[Data]
*****
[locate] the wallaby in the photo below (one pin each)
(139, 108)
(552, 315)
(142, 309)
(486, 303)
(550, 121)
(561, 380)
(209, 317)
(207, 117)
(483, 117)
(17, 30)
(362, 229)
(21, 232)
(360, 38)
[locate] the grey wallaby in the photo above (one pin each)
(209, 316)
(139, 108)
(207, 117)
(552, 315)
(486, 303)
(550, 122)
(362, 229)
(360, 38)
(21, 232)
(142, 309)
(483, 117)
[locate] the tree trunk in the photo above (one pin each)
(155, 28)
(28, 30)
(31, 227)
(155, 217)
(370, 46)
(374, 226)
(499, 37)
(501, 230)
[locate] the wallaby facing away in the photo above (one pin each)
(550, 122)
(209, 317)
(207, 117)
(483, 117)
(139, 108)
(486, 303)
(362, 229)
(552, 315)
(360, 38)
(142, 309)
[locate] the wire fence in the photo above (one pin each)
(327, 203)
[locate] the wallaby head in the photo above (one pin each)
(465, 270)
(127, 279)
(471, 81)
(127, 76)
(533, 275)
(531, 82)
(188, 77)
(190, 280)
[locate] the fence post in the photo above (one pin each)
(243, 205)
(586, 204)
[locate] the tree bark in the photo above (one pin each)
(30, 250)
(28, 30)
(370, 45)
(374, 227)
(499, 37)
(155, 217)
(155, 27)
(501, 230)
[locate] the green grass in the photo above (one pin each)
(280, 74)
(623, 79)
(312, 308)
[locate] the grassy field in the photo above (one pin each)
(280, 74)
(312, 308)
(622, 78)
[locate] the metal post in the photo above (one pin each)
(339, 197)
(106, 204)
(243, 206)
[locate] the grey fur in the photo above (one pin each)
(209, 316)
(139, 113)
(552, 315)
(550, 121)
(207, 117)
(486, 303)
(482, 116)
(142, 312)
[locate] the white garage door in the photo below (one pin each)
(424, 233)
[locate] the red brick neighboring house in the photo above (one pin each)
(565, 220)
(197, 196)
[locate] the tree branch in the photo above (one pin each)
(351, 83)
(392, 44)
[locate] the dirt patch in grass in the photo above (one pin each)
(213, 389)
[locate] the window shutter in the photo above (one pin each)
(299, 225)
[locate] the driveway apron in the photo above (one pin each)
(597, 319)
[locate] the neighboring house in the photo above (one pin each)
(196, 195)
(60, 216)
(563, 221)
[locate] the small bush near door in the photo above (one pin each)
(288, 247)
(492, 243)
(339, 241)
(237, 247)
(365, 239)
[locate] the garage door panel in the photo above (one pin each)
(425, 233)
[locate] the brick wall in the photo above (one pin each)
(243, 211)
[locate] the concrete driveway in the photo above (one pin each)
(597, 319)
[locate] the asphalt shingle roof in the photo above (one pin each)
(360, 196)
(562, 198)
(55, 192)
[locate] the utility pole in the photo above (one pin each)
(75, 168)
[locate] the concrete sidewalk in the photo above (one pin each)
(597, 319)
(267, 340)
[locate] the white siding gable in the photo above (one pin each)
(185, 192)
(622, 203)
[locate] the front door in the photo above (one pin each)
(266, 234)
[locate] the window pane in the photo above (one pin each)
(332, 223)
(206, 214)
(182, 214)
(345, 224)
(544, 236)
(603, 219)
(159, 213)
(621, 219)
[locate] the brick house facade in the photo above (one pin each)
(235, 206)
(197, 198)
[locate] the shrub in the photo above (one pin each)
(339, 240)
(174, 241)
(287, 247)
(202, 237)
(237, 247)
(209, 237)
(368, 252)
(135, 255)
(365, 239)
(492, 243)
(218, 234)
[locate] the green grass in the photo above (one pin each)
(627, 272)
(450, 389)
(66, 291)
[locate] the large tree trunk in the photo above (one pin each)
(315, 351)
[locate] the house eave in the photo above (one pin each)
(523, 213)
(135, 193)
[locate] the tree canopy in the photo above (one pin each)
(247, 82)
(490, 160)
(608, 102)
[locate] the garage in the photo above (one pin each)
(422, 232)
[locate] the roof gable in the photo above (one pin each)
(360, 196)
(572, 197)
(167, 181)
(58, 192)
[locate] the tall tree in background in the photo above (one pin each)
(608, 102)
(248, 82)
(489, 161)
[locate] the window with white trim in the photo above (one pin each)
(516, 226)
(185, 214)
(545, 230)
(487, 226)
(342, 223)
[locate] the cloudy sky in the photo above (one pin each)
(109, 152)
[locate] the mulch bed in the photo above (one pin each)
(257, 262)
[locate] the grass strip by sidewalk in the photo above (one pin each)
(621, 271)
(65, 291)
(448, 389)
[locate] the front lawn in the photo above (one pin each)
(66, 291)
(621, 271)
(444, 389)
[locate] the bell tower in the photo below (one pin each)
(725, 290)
*****
[What to produce]
For each record above, print an exact copy.

[Response for this exercise]
[locate] the wallaby in the photo below (one pin each)
(139, 108)
(552, 315)
(142, 309)
(486, 303)
(550, 121)
(561, 380)
(209, 317)
(207, 117)
(483, 117)
(17, 30)
(362, 229)
(21, 232)
(360, 38)
[locate] the grey wallaby in the photo above (one pin each)
(209, 316)
(139, 108)
(207, 117)
(552, 315)
(486, 303)
(550, 122)
(362, 229)
(360, 38)
(21, 232)
(142, 309)
(483, 117)
[locate] the tree trunk in the photo above (one pin each)
(155, 28)
(28, 30)
(31, 227)
(155, 217)
(370, 46)
(374, 226)
(499, 37)
(501, 230)
[locate] the wallaby facing away in the photo above (one pin each)
(550, 122)
(209, 317)
(207, 117)
(483, 117)
(139, 108)
(486, 303)
(362, 229)
(552, 315)
(360, 38)
(142, 309)
[locate] the wire fence in the photo above (one pin each)
(327, 203)
[locate] the wallaby head in the photo above (one pin each)
(465, 270)
(127, 279)
(471, 81)
(127, 76)
(533, 275)
(531, 82)
(188, 77)
(190, 280)
[locate] the fence post in the photo above (one pin each)
(243, 205)
(586, 204)
[locate] the tree bark in the photo above (one pin each)
(30, 250)
(28, 30)
(370, 45)
(374, 227)
(499, 37)
(155, 217)
(155, 27)
(501, 230)
[locate] the green grass in the photo above (one pin each)
(280, 74)
(623, 79)
(312, 308)
[locate] the grassy field in the photo above (one pin each)
(280, 74)
(312, 308)
(622, 78)
[locate] the metal post in the photo above (one pin each)
(339, 197)
(106, 204)
(243, 206)
[locate] the grey fur in the photo above (one pin each)
(209, 316)
(139, 113)
(552, 315)
(550, 121)
(207, 117)
(486, 303)
(482, 116)
(142, 312)
[locate] the white garage door in the photo below (one pin each)
(424, 233)
[locate] the red brick neighboring house in the photo above (one pin each)
(565, 220)
(197, 196)
[locate] the tree branch in the photo above (one pin each)
(351, 83)
(392, 44)
[locate] the dirt patch in grass in the photo above (one pin each)
(213, 389)
[locate] the window shutter in the photo above (one pin each)
(299, 225)
[locate] the driveway apron in the photo above (one pin each)
(597, 319)
[locate] the neighboring house in the photo above (one pin each)
(196, 195)
(60, 216)
(563, 221)
[locate] the small bush near door in the photo above (one pin each)
(288, 247)
(492, 243)
(339, 241)
(237, 247)
(365, 239)
[locate] the garage door panel in the photo above (one pin each)
(425, 233)
[locate] the brick wall in the photo above (one pin each)
(243, 211)
[locate] the concrete driveway in the photo above (one pin each)
(597, 319)
[locate] the asphalt shingle roof in the photo above (one pin each)
(360, 196)
(562, 198)
(55, 192)
[locate] the utility pole in the photo above (one pin each)
(75, 168)
[locate] the concrete sidewalk in the photo above (one pin each)
(597, 319)
(267, 340)
[locate] the white siding gable in the photo above (one pin each)
(185, 192)
(622, 203)
[locate] the front door in the photo above (one pin each)
(266, 234)
[locate] the window pane in the photo above (one pin each)
(332, 223)
(206, 214)
(182, 214)
(345, 224)
(544, 236)
(603, 219)
(159, 213)
(621, 219)
[locate] the brick house facade in the photo above (one pin each)
(235, 206)
(197, 198)
[locate] the shrub in the photo above (one pin each)
(339, 240)
(174, 241)
(287, 247)
(202, 237)
(237, 247)
(209, 237)
(368, 252)
(135, 255)
(365, 239)
(492, 243)
(218, 234)
[locate] the green grass in the photo above (one pin each)
(627, 272)
(450, 389)
(66, 291)
[locate] the large tree trunk in the photo above (one pin each)
(315, 351)
[locate] the house eave in the photo above (one pin each)
(523, 213)
(135, 193)
[locate] the tree canopy in the photo above (one pin each)
(247, 82)
(490, 160)
(608, 102)
[locate] the garage in the photo above (one pin each)
(422, 232)
[locate] the roof gable in the photo above (one pin each)
(360, 196)
(572, 197)
(167, 181)
(58, 192)
[locate] the tall tree in background in the photo above (one pin each)
(608, 102)
(248, 82)
(489, 161)
[locate] the window with white trim in the photo above (one pin each)
(516, 226)
(185, 214)
(545, 230)
(487, 226)
(342, 223)
[locate] the cloudy sky in the photo above (one pin each)
(109, 152)
[locate] the mulch bed in the photo above (one pin each)
(257, 262)
[locate] the grass strip by sidewalk in the photo above (one pin each)
(621, 271)
(65, 291)
(448, 389)
[locate] the front lawn in the photo above (one pin each)
(66, 291)
(621, 271)
(444, 389)
[locate] the bell tower in the photo below (one pin each)
(725, 290)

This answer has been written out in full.